Den “einsamen Planeten” haben wir uns anders vorgestellt und so folgen wir dem Ruf des Reiseführers weiter in entlegnere Gebiete. Am zweiten Tag in Mexiko stehen wir also skeptisch vor dem gebuchten Mayab-Bus (2. Klasse), der uns nach Tulum bringen soll. “Guck mal, El Nikki, der Busfahrer hat sich für Slicks entschieden,” brach Christian in Gelächter aus und zeigte auf die völlig abgewetzten alten Winterreifen unseres Reisegefährts. Tja, die Welt gehört nur den Mutigen. Die Kopfhörer auf die Ohren gestöpselt und die Augen auf das Meer gerichtet, fuhren wir 129 Kilometer die karibische Küste entlang. Die Sitze eng aneinender gepresst, die Klimaanlage ein Beutel Eiswürfel, der über dem Kopf des Busfahrers hing und ihn tropfend kühlte und die Hühner, sie gackerten wacker. Nein, ich meine keine westlichen Chicas, die fröhlich tratschten. Ich meine Hühner, diese federigen Viecher, die wir vor allem in Form von Nuggets genießen – kurz: Der Komfort an Bord war dermaßen gut, so dass wir uns entschieden, fortan nur noch den 1. Klasse-Bus zu buchen, sofern es einen gäbe. Eine weise Entscheidung.

__ANGEZEIGTE ANGABEN__.

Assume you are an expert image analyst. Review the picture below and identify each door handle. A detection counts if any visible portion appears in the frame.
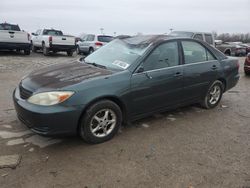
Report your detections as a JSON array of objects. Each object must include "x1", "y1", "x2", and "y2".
[
  {"x1": 211, "y1": 65, "x2": 218, "y2": 70},
  {"x1": 174, "y1": 72, "x2": 182, "y2": 77},
  {"x1": 145, "y1": 72, "x2": 153, "y2": 79}
]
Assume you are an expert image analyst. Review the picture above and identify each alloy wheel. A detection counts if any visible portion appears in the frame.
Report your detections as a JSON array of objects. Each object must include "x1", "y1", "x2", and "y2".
[{"x1": 90, "y1": 109, "x2": 117, "y2": 138}]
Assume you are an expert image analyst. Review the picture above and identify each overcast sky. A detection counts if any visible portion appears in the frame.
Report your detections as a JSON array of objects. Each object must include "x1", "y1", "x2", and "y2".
[{"x1": 0, "y1": 0, "x2": 250, "y2": 35}]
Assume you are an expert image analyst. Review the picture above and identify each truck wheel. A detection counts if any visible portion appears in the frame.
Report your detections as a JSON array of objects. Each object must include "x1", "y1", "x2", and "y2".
[
  {"x1": 42, "y1": 43, "x2": 49, "y2": 56},
  {"x1": 67, "y1": 50, "x2": 73, "y2": 56},
  {"x1": 201, "y1": 80, "x2": 224, "y2": 109},
  {"x1": 24, "y1": 49, "x2": 30, "y2": 55}
]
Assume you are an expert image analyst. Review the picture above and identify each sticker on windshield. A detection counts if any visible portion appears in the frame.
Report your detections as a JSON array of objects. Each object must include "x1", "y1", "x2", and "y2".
[{"x1": 112, "y1": 60, "x2": 129, "y2": 69}]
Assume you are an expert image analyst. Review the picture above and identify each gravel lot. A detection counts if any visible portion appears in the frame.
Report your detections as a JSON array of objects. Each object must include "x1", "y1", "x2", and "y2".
[{"x1": 0, "y1": 52, "x2": 250, "y2": 188}]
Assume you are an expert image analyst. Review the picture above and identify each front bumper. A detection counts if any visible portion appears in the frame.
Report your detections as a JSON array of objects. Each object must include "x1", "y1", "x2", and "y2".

__AUFGABE__.
Was diente im Mayab-Bus laut dem Reisebericht als Klimaanlage? Maßgeblich ist allein der Reisebericht.

__ANTWORT__.
Ein Beutel Eiswürfel, der über dem Kopf des Busfahrers hing und ihn tropfend kühlte.